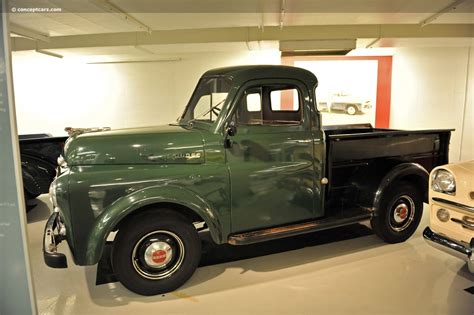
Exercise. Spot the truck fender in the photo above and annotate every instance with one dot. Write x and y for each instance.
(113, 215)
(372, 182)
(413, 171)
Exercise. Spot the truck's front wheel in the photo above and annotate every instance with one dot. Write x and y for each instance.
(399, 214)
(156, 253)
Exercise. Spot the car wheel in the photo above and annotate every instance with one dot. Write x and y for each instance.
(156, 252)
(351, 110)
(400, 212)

- - - - - - -

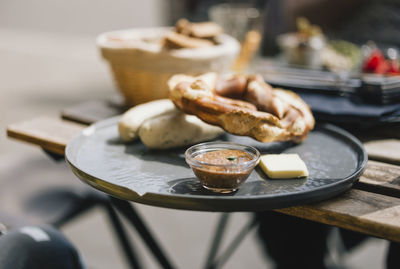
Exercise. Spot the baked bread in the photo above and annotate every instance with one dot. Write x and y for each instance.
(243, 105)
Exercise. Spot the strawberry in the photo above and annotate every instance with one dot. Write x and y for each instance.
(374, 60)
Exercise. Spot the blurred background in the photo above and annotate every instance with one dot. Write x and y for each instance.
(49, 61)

- - - - - - -

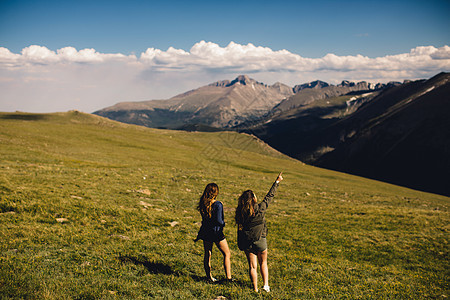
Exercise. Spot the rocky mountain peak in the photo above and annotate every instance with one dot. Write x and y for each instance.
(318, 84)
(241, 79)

- - - - - - -

TASK DIRECTIONS:
Show every line above that contains the word "each". Treat uppercase and lowercase as different.

EXERCISE OUTPUT:
Exercise. Spot the truck fender in the photo above and annotate every instance with one dot. Write x and y for each instance.
Exercise. Spot the truck's front wheel in the photo above and annotate every instance with one dot. Write x and y for each instance.
Exercise. Spot the car wheel in the photo above and annotate every instance with one dot. Write x and y for each instance.
Exercise. Spot the baked bread in the photo above and annotate every instance with one dot. Write x and y for each instance.
Exercise. Spot the strawberry in the photo above and annotate every instance with one dot. Write x and y for each instance.
Exercise. Spot the blurred background in the photo above and annotate every instance with one dot. Write x and y for each instance.
Exercise. Spot the rocky mountain peak in the photo above and annotate every instance with one dot. Write x and y for each instance.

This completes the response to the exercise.